*SUPPLIED TEXT:*
-*-*-

Most people are familiar with actor, Andy Griffith, who became a national celebrity in his 1960s television role as the friendly sheriff of Mayberry. Few people are aware of Andy’s strikingly contrasting film debut in “A Face in the Crowd” in which he played an ornery drifter turned power hungry, megalomaniac and political kingmaker. Griffith is a hoot and Patricia Neal, Walter Matthau, Tony Franciosa, and Lee Remick also played excellent parts. The film’s ending falls a little flat, but that’s a minor criticism,

I’m pleased Criterion selected “A Face in the Crowd” as one of its premium releases and I appreciate now having the film in Blu-ray high-definition. Criterion normally provides a large number of bonus features with its releases, but, unfortunately, that wasn’t the case with “A Face in the Crowd.” I did enjoy the new interview with Ron Briley, author of “The Ambivalent Legacy of Elia Kazan” (see my review here), as well as the new interview with Evan Dalton Smith, author of the forthcoming biography, “Looking for Andy Griffith.” Also included is the documentary short, “Facing the Past” (2005), featuring interviews with Griffith, Neal, Franciosa, and screenwriter, Bud Schulberg, but this extra was previously included in the Warner Bros. 2005 DVD release. I enjoyed the DVD package booklet featuring an excellent essay by film critic April Wolfe, excerpts from Kazan’s introduction to the movie’s published screenplay, and a 1957 New York Times Magazine profile of Griffith. However, I’m disappointed that an audio commentary from a film critic/historian was not provided. That’s a major oversight.

Criterion selects Kazan’s “A Face in the Crowd”

Netflix, Amazon, and other streaming services are quickly making DVDs a thing of the past, however, Criterion continues as a resource for outstanding, classic films. Criterion selects films it deems to be significant and presents them in high-quality resolution along with many bonus features.

-*-*-

*DATA SECTION:*
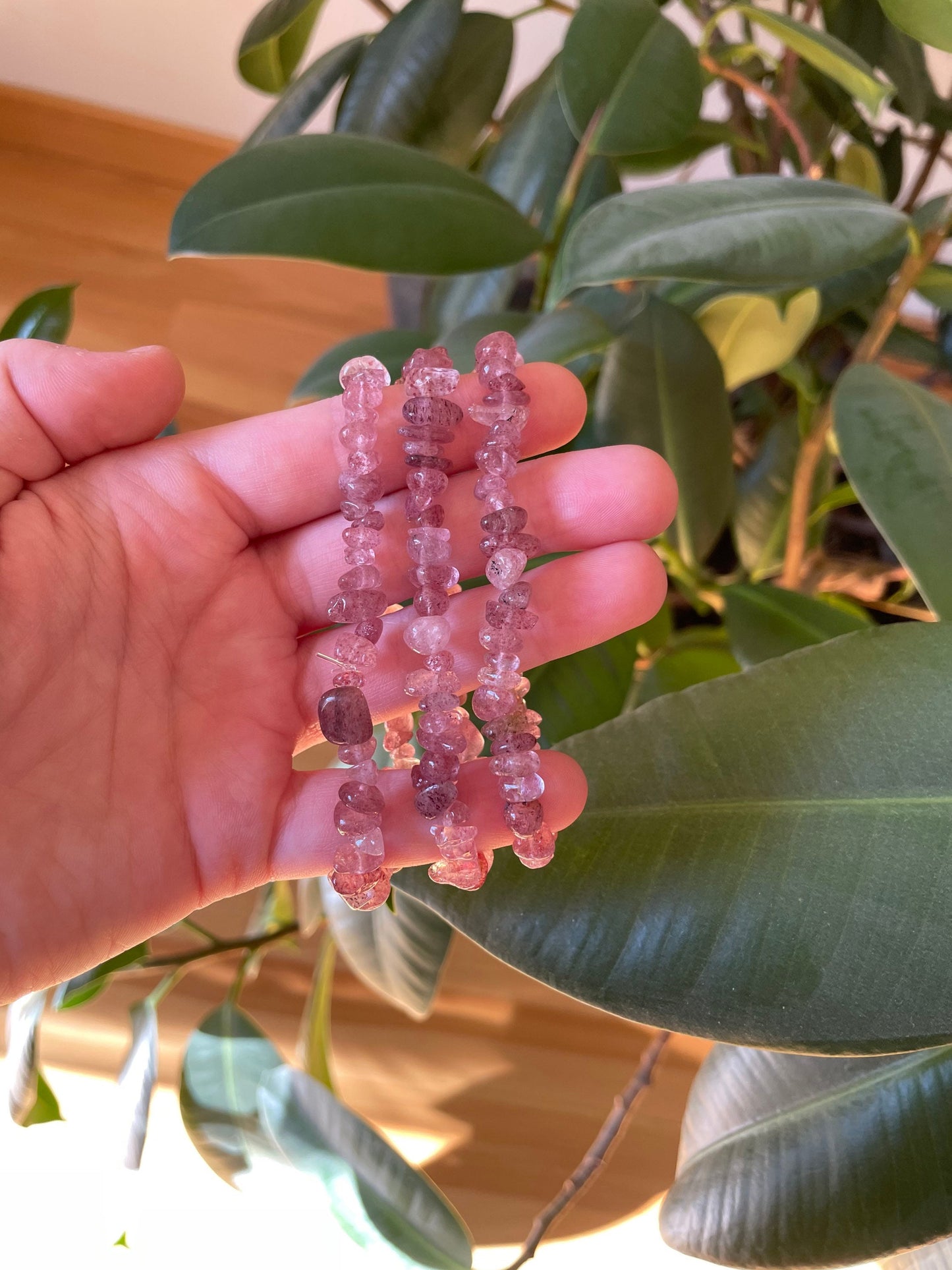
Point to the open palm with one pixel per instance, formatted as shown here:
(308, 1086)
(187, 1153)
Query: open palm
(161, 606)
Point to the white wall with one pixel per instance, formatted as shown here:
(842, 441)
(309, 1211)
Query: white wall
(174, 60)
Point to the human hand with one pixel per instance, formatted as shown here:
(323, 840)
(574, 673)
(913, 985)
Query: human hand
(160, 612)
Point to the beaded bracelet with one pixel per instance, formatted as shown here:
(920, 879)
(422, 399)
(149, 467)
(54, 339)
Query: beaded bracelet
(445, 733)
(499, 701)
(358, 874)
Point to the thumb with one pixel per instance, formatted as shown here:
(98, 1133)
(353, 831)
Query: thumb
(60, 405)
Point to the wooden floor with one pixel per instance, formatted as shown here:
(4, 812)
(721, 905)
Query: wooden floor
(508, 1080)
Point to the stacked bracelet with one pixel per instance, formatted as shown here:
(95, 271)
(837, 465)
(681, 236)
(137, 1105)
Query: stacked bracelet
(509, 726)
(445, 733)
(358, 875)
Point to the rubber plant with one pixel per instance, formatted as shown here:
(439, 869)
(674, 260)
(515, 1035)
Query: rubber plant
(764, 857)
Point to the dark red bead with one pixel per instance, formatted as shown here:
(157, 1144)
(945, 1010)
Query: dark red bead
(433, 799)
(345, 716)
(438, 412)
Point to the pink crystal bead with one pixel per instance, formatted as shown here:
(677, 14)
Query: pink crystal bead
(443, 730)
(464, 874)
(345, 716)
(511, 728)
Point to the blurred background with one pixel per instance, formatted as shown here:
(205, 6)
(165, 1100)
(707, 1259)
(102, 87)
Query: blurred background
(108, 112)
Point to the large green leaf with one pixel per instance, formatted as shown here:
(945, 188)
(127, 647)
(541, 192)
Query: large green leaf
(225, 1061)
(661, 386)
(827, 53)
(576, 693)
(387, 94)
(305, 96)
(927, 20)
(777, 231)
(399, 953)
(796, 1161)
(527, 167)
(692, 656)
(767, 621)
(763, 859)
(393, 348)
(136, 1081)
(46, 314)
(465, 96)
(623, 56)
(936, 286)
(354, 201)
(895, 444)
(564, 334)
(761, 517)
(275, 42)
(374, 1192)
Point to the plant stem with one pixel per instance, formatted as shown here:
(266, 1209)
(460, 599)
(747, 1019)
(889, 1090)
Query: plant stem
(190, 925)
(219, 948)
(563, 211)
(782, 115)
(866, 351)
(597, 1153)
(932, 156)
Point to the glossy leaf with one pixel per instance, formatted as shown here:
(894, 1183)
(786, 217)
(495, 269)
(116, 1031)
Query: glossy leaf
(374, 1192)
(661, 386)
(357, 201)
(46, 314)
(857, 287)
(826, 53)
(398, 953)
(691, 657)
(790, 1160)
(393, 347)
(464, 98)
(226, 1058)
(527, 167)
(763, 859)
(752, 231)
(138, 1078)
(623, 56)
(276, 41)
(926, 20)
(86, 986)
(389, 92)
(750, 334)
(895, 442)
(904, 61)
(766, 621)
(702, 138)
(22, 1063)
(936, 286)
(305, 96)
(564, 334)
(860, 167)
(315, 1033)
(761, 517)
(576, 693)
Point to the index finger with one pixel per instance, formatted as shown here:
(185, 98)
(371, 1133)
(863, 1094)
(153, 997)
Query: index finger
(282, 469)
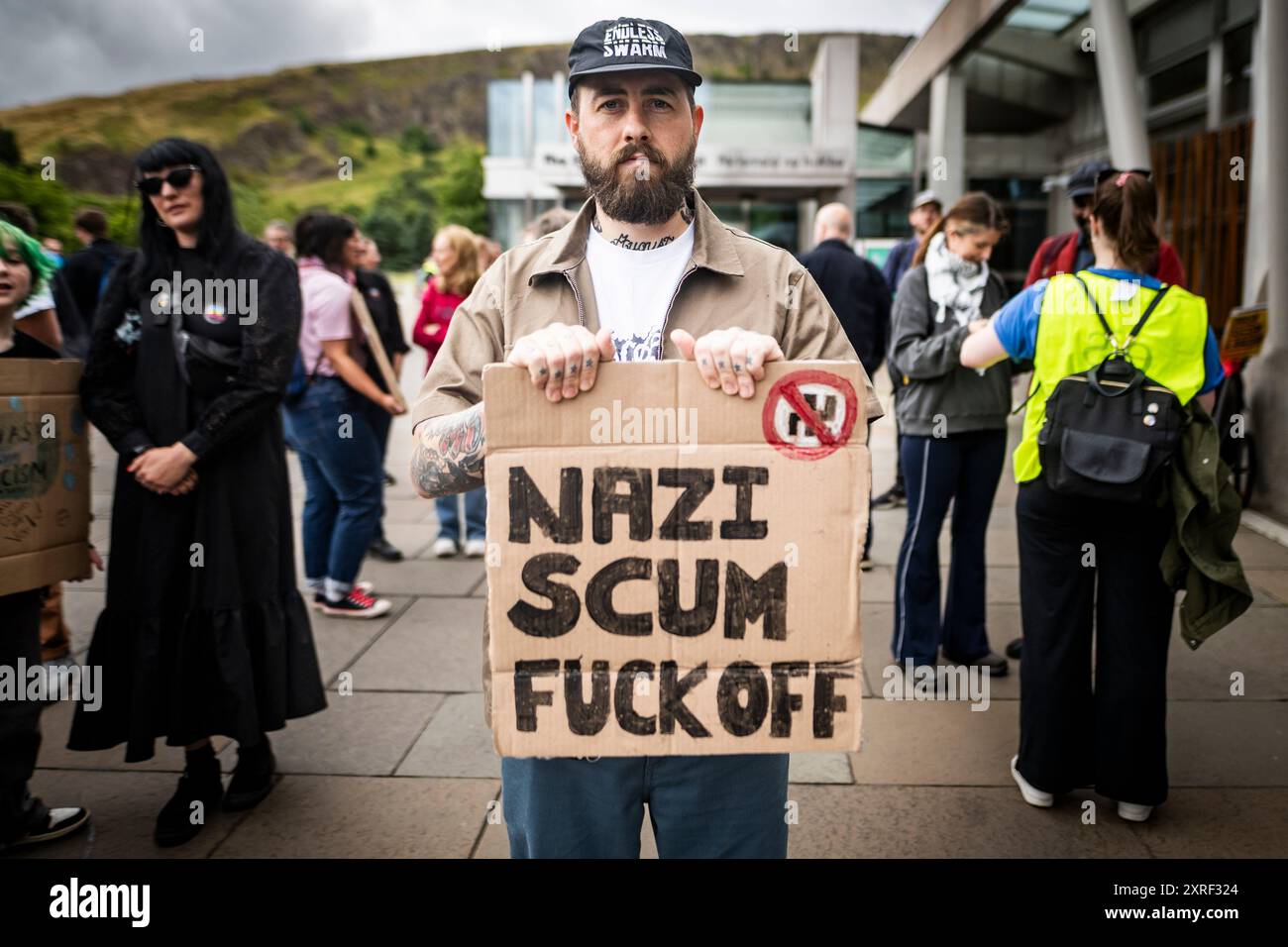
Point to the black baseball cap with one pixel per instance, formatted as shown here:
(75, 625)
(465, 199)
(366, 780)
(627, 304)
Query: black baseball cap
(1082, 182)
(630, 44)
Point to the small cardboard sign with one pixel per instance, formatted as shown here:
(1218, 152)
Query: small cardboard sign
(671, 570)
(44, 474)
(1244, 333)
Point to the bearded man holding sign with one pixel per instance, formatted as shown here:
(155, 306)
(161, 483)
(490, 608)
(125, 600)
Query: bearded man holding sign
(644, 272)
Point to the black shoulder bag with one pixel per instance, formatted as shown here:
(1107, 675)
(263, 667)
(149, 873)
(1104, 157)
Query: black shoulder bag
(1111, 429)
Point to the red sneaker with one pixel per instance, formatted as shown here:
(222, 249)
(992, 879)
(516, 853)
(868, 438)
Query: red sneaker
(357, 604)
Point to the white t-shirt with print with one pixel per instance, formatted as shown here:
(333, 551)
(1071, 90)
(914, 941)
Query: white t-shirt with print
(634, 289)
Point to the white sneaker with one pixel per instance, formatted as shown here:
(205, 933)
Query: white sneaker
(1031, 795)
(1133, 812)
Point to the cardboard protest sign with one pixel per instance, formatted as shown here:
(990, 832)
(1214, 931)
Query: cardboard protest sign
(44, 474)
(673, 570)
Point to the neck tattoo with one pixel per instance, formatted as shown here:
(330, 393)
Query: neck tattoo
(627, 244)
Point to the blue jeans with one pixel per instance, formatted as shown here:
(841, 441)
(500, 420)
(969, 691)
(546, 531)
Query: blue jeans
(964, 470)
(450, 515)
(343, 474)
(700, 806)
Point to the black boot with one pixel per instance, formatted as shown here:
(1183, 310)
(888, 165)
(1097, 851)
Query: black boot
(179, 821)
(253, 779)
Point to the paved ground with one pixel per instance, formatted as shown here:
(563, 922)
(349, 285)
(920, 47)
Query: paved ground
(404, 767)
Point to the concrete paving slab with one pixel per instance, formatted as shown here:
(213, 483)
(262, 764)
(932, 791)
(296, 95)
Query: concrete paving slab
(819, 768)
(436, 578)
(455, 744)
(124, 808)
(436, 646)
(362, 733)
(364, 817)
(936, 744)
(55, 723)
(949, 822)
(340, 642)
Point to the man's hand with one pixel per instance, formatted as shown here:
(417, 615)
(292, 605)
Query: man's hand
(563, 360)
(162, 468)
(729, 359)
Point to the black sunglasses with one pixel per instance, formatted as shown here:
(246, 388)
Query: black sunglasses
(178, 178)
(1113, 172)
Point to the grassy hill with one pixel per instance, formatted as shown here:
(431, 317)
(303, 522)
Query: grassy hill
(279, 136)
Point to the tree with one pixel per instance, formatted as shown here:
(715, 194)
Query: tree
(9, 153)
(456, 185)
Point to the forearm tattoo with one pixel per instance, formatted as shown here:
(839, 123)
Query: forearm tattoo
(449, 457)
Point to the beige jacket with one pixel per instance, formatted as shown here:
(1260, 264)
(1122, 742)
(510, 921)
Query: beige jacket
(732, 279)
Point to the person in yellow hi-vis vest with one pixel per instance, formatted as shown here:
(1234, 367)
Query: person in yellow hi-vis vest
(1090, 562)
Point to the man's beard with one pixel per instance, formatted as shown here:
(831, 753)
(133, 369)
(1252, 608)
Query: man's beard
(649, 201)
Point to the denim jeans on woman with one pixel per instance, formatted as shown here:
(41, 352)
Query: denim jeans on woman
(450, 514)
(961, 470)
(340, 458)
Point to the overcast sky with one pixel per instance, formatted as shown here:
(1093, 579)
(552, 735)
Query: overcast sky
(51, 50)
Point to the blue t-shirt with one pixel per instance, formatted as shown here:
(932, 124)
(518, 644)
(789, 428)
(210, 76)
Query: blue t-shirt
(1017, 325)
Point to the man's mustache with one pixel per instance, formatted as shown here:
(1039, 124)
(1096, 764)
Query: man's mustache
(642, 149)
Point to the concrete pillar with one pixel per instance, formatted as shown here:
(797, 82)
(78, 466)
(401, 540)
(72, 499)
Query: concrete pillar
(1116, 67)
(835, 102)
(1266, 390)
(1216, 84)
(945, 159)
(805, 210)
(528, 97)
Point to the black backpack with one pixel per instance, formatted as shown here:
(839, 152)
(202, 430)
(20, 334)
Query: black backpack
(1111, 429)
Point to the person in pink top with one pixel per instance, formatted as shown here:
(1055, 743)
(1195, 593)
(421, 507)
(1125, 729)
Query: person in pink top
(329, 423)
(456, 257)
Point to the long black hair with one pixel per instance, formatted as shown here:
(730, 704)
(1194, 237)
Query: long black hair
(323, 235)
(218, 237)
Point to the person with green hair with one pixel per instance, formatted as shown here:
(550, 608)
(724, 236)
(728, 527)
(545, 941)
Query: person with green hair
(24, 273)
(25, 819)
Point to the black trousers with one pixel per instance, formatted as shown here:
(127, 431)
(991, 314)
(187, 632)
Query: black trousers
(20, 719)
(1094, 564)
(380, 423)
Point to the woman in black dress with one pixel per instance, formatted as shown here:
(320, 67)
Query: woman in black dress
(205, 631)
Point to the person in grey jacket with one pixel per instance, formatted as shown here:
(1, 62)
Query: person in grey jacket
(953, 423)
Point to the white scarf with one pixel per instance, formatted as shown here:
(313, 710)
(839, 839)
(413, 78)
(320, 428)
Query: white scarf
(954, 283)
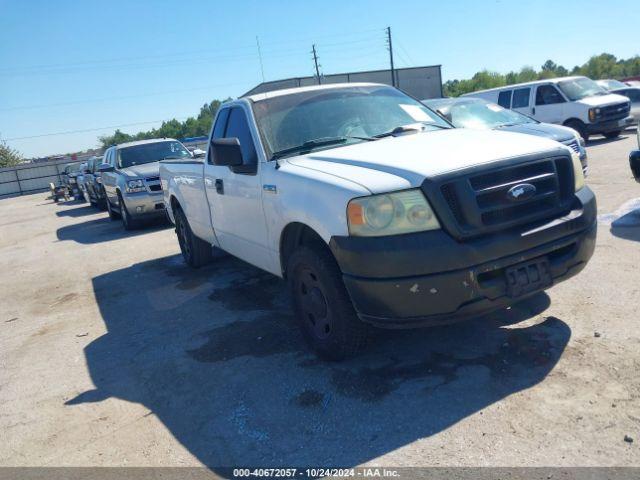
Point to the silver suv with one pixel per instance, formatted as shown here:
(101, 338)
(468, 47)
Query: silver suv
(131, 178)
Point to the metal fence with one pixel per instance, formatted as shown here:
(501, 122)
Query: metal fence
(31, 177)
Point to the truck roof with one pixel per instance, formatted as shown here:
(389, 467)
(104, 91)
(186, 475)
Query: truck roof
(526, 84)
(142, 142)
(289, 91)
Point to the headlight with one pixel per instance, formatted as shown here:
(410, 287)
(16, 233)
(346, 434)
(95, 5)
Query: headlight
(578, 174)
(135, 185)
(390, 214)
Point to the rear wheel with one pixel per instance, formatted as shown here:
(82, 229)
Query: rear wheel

-*-*-

*REQUIRED WORK:* Duplicate the Criterion review passage, everything from "Criterion selects Kazan’s" down to "many bonus features.".

*EXERCISE ANSWER:*
Criterion selects Kazan’s “A Face in the Crowd”

Netflix, Amazon, and other streaming services are quickly making DVDs a thing of the past, however, Criterion continues as a resource for outstanding, classic films. Criterion selects films it deems to be significant and presents them in high-quality resolution along with many bonus features.